▸ To do: Nothing may differ between your reply and the listing that follows.

▸ Entries provided:
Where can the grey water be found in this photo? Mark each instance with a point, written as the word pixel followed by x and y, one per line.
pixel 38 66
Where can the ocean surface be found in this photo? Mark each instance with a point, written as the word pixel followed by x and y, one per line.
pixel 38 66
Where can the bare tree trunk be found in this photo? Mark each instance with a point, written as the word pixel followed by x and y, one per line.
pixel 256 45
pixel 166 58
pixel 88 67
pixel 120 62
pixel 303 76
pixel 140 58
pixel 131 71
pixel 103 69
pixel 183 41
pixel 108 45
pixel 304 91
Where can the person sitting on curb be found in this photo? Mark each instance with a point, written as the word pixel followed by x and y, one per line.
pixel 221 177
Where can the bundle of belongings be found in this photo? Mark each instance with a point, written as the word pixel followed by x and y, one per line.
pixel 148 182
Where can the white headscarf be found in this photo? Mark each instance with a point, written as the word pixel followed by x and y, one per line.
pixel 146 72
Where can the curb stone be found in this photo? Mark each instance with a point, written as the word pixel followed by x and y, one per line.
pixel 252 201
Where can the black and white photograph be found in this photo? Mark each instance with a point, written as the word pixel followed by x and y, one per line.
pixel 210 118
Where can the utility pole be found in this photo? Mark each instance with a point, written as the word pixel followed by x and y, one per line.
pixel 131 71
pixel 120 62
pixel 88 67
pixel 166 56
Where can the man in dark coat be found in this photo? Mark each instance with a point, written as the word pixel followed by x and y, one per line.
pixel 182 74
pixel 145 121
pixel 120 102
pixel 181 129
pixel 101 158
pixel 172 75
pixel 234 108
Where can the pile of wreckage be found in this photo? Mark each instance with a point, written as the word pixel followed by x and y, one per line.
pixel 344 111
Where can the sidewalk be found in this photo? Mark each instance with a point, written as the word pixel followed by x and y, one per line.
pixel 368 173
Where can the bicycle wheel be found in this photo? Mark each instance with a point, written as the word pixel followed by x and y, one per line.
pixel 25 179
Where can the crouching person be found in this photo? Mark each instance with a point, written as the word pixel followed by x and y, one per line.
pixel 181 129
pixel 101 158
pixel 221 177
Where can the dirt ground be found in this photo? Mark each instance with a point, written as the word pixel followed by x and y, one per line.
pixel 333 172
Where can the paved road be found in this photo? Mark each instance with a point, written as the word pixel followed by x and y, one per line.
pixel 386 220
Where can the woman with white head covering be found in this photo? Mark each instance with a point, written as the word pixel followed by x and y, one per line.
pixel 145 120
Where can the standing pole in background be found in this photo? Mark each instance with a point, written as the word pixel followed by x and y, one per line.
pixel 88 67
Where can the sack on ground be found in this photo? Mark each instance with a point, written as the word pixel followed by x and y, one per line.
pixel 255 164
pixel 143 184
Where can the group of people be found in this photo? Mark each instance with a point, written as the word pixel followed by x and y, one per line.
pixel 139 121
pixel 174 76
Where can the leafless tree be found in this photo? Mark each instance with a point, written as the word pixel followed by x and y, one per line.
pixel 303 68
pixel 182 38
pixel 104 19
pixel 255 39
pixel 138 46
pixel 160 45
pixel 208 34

▸ Solution:
Where can the grey water be found in this photo? Mark each instance with a point, written as the word pixel followed by x and y, one per line.
pixel 38 66
Where can the ocean surface be found in this photo? Mark each instance with a point, written as the word pixel followed by x and y, one per line.
pixel 38 66
Where can the bare tree trunk be found in this photo? Mark each instance with a point, written as the word pixel followed by x and y, one per line.
pixel 256 45
pixel 166 58
pixel 88 67
pixel 120 62
pixel 303 76
pixel 140 58
pixel 131 71
pixel 103 69
pixel 183 41
pixel 108 45
pixel 304 91
Where can the person sitting on curb be found in this photo? Mark each instance with a point, written as the word pixel followed by x and y, one per line.
pixel 221 177
Where can the bundle of belongings be found in this photo? Mark each instance with a point, written as the word pixel followed by x and y, one per line.
pixel 148 182
Where can the white headscarf be found in this photo? Mark each instance with a point, written as the word pixel followed by x and y, one per line.
pixel 146 72
Where can the curb stone be found in this photo? Mark each instance with a point, written as the word pixel followed by x and y, one per line.
pixel 252 201
Where can the black and white photograph be found in this photo? Mark each instance with a point, written as the word pixel followed by x and y, one per line.
pixel 210 118
Where can the utility pole be found in this photo? Mark each instance with a point, written as the word pixel followed by x and y, one per line.
pixel 131 71
pixel 120 62
pixel 88 67
pixel 166 56
Where can the man in dark coat be found in this photo? Mark each instance with a point, written as the word pixel followed by x and y, one per line.
pixel 182 74
pixel 145 121
pixel 120 102
pixel 181 129
pixel 101 158
pixel 172 75
pixel 234 108
Where can the pile of wreckage be found in this photo? Mark each instance with a point, written as the word pixel followed by x and y, one per line.
pixel 344 111
Where can the sidewalk be found in this photo? Mark each instance with a point, written as the word pixel followed by x and y, one per line.
pixel 368 173
Where can the bicycle wheel be found in this photo? Mark each instance with a point, written as the word pixel followed by x and y, one per line.
pixel 25 179
Where can the crouching person be found in this photo? Mark each instance with a point, written as the word pixel followed by x and y, one per line.
pixel 181 129
pixel 101 158
pixel 221 177
Where can the dirt ground be found in this photo? Mark each instance with a point, written as the word pixel followed by x and y, one per line.
pixel 333 172
Where can the paved road be found in this photo? Mark each instance with a point, written as the word pixel followed by x and y, one per line.
pixel 386 220
Where can the woman with white head covering be found in this photo? Mark each instance with a point, written as the word pixel followed by x and y, one per line.
pixel 145 120
Where can the standing pole in background be found in this photo? Mark each instance with a point, written as the word pixel followed by x and y, one per line.
pixel 88 67
Where can the sack on ground be found in this photo? Mark each instance with a point, written as the word pixel followed by x and y, one per line.
pixel 255 164
pixel 143 184
Where can the group of people be found in this photo? Mark each instance with a point, written as the word pixel followed by x and y, one per line.
pixel 139 121
pixel 174 76
Where can the leafless tree be found in this photo? Mark each instance with a point, written as the word pixel followed by x and y, one per line.
pixel 303 68
pixel 182 38
pixel 104 19
pixel 255 39
pixel 138 46
pixel 160 45
pixel 208 34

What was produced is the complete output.